■ **TASK OBJECTIVE**
Put the lines of the listing below that fall between the line containing "Find the border collie's ear;" and the line containing "Find the boxer's muzzle;", inclusive, into a numbered list, leaving out any blank lines.

■ **AVAILABLE RECORDS**
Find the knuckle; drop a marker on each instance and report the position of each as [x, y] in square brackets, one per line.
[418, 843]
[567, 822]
* * *
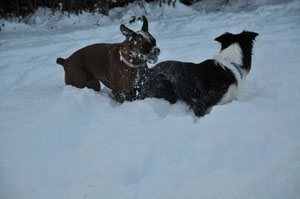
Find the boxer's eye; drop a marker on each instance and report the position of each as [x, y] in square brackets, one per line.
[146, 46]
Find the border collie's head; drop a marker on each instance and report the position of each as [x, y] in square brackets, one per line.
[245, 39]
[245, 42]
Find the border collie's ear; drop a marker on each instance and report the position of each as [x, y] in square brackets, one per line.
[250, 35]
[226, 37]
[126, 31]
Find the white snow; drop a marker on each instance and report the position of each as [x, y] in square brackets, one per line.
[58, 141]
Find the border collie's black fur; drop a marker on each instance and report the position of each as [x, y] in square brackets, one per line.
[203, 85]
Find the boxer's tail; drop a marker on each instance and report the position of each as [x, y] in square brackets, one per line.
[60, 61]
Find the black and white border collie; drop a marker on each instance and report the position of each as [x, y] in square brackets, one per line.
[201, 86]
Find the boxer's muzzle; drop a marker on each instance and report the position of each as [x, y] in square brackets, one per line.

■ **EXPECTED ANSWER**
1. Find the border collie's ear; drop a marker on each instance and report the position of each as [x, y] in square brackets, one per line.
2. [250, 35]
3. [226, 37]
4. [126, 31]
5. Find the white snow; drop a marker on each instance and report the position of each as [x, y] in square brackets, one per line.
6. [58, 141]
7. Find the border collie's black fur; drop a marker on each instance and report the position of each as [x, y] in square brackets, one per line.
8. [203, 85]
9. Find the boxer's tail; drop a marker on each instance and report the position of each as [x, y] in square brackets, one per line.
10. [60, 61]
11. Find the black and white border collie; drop a marker on each instance and report the position of each as [x, y] in square brackets, one per line.
12. [201, 86]
13. Find the boxer's muzzle; drop a marker on each instance and report the position of each as [x, y] in square brackets, one per line.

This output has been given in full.